-- Opening Marker --

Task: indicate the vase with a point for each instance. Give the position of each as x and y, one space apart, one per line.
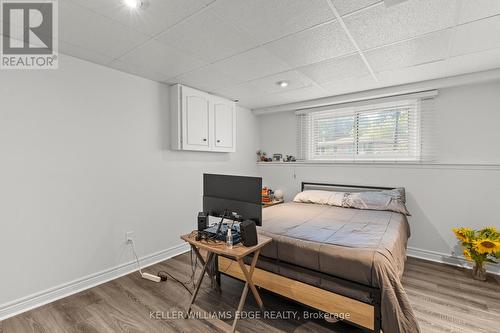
479 272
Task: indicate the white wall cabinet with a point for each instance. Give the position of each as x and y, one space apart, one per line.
201 121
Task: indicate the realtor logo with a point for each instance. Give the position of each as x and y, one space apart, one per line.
29 34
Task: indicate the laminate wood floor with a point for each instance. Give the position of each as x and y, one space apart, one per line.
444 298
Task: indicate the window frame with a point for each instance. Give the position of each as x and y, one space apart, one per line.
412 154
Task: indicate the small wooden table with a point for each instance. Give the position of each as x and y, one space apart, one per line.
238 252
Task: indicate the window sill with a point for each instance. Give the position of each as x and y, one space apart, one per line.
388 164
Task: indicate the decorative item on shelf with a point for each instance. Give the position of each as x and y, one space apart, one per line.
267 195
262 156
481 246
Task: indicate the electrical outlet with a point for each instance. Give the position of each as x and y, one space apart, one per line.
128 236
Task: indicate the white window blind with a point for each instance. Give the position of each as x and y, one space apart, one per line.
368 131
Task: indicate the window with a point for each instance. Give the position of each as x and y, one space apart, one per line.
387 131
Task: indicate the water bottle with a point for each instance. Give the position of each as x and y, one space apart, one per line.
229 239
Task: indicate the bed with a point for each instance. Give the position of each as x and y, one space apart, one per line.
337 260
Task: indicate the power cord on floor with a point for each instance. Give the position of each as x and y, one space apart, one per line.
163 275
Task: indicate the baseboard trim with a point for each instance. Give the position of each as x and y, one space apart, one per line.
447 259
24 304
50 295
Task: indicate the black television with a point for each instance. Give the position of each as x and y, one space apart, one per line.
239 194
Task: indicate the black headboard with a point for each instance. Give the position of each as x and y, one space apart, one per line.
342 187
238 194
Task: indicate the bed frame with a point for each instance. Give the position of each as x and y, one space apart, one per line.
365 315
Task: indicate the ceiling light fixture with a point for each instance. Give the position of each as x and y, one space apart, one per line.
133 4
282 84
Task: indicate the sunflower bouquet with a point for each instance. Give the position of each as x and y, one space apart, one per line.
481 246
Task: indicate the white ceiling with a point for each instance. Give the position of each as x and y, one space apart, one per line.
241 48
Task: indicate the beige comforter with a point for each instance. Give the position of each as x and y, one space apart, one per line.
365 246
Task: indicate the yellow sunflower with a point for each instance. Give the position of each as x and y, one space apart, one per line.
487 246
467 254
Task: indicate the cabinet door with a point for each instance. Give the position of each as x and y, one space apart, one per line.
224 125
195 119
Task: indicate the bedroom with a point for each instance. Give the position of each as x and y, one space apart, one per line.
363 96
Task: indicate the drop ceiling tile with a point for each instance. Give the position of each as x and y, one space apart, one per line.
78 52
208 37
477 36
412 74
156 17
268 84
269 20
425 49
313 45
251 65
137 70
472 10
349 85
474 62
206 78
349 6
379 25
336 69
88 30
161 58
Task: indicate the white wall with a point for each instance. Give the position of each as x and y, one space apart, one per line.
84 158
440 196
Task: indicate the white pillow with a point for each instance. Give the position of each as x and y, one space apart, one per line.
336 199
313 196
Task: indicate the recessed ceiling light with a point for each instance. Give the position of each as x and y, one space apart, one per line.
134 4
282 84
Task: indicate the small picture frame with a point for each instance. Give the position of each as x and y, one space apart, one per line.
277 157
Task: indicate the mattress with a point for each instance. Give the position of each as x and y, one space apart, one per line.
365 246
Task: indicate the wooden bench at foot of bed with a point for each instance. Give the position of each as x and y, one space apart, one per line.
361 314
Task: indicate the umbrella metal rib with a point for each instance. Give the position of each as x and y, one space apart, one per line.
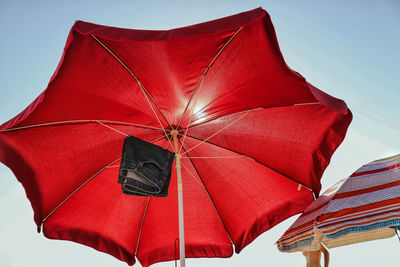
209 196
72 122
144 90
77 189
201 82
206 141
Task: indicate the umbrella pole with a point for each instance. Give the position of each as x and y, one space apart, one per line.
174 134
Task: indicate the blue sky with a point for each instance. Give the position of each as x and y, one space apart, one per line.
349 49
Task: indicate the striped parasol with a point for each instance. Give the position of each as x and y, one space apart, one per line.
362 207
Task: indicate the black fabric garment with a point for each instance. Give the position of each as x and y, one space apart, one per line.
145 168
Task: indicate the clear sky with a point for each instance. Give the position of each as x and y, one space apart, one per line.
349 49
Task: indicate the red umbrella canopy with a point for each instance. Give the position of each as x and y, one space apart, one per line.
254 136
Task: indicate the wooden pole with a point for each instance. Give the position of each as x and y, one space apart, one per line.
174 134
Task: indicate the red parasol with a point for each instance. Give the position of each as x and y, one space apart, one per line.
252 138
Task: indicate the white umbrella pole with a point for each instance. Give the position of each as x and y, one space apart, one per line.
180 199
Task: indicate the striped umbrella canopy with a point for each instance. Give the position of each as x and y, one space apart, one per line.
362 207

-- Closing Marker --

TO DO | Transcribe the data verbatim. No picture belongs in the result.

OUTPUT OF THE EXERCISE |
Task: indicate the vase with a point for each instance. Give the position of each as x and y, one space apart, one per line.
479 272
Task: indicate the white wall cabinet with a point for each instance. Give the position of each as x and y, one space apart, one per line.
201 121
Task: indicate the realtor logo with a point for each instance. Give the position of each as x and y, one space apart, one per line.
29 34
Task: indicate the laminate wood floor with a point for each instance. Give the position of each as x and y, one space apart, one per line.
444 298
Task: indicate the window frame with a point for each instance. Give the position of each as x and y, one space apart, one per line.
412 154
Task: indicate the small wooden table with a point for each instance. Give the position of each as x and y, one space apart, one per line.
238 252
Task: indicate the window sill with a point for each instance. Give the position of each as x and y, one space apart, one per line.
388 164
Task: indicate the decorative item on shelf with a point for each instance. Give the position of each as x and y, one space apart, one per line.
267 195
262 156
481 246
Task: indicate the electrical outlet with a point for each instance. Give the position of each as x and y, one space apart, one per line.
128 236
Task: indicate the white window blind with a point for each instance. Give the position of each as x and y, one space apart, one per line.
368 131
Task: indicate the window with a point for each instance. Give the position of each as x and y, one space apart, one per line.
387 131
Task: indicate the water bottle with a point for each instance. Give the position of each as x and y, one space apart, one per line.
229 239
Task: indicate the bed with a point for each instance. Give the position of each as x and y, one space apart, one per line.
337 260
Task: indicate the power cord on floor with a point for each instance. Give the position of each as x and y, one space apart, one per line.
163 275
Task: indicate the baseboard trim with a point for each instance. Give the position of each as x and y, one space apart, one per line.
447 259
24 304
50 295
Task: indicate the black television with a point for each instance. Give the position of each as x and y, one space apart, one per line.
239 194
Task: indicate the black headboard with a point for each instance. Give the position of each as x and y, one space apart, one per line.
342 187
238 194
Task: indicate the bed frame with a point for each instance. Give the position of each as x and y, one space apart, one per line.
365 315
Task: indicate the ceiling light fixture with a point for each instance. Give the position of each as x and y, one space apart, one per line.
133 4
282 84
Task: indicate the sunflower bouquet with a point for each instance. Give the position of each as x and y, one space apart, one per line.
481 246
Task: indicate the white ceiling with a point for each instance. Give the position of each as x and y, one space apart, one per line.
241 48
Task: indicate the beige comforter with a point for each instance. Give the position of each as x and y, one space apart, one per line.
365 246
Task: indicate the yellow sunflower with a point for each instance. Give the position of each as x and y, one space apart, one per line.
487 246
467 254
Task: indicate the cabinet door with a point for each instance. Give the position of each as x and y, one space apart, one per line.
224 125
195 119
Task: indicate the bedroom with a point for each instance. Give the position of each as x and y, one space apart, one per line.
363 96
Task: indicate the drop ceiling tile with a point for each instance. Give the position of each as x and y, one space apart, one per line.
78 52
208 37
477 36
412 74
156 17
268 84
269 20
425 49
313 45
251 65
137 70
472 10
349 85
474 62
206 78
349 6
379 25
336 69
88 30
161 58
Task: indicate the white wall with a point for each instance. Give the position of each as x and y, one space apart, one per line.
84 158
440 196
Task: indicate the white pillow with a point for each instance. Give the position of each as x and y, one space apart, one per line.
336 199
313 196
Task: indicate the recessed ceiling light with a point for each instance. Give the position of each as x and y, one space apart, one per line.
134 4
282 84
Task: indicate the small picture frame with a point for each instance. Give the position of each as x and y, one space apart, one per line.
277 157
Task: indicate the mattress with a point for each instance. Give the position of each as x and y, one space apart, one per line.
365 246
Task: indicate the wooden bench at foot of bed with a point for each instance. Give the position of each as x and y, one space apart, one per line.
361 314
Task: indicate the umbrella metal rib with a point for each instance. Give the position of each as x and y, one space apart, one per line.
209 196
72 122
144 90
77 189
201 82
206 141
Task: indicate the umbrella pole with a point for each instance. Give the position of each as x and y, one space apart, one per line.
174 134
Task: indicate the blue sky with a point for each instance. Give the position of each as x and y, one space apart, one per line.
349 49
Task: indicate the striped parasol with a point for each instance. Give the position of each as x and y, one space apart, one per line.
362 207
Task: indicate the black fabric garment with a point for each instance. Give the position of each as x and y, one space apart, one per line.
145 168
Task: indicate the clear sky with a point for each instance. Give the position of each as x and y, one space apart, one per line.
349 49
Task: indicate the red umbrella canopy with a point for each instance. Give the position of each as x and y, one space apart, one per line.
254 136
Task: indicate the wooden pole with a point for each instance. Give the position of each as x and y, one space apart, one per line.
174 134
Task: indicate the red parasol with a point for each instance. Give the position of each as x and y, one space apart, one per line.
252 138
Task: indicate the white umbrella pole with a point for each instance. Give the position of each as x and y, one space apart, one per line.
180 199
Task: indicate the striped umbrella canopy with a point for each instance. Give the position of each as x and y, one space apart, one per line.
362 207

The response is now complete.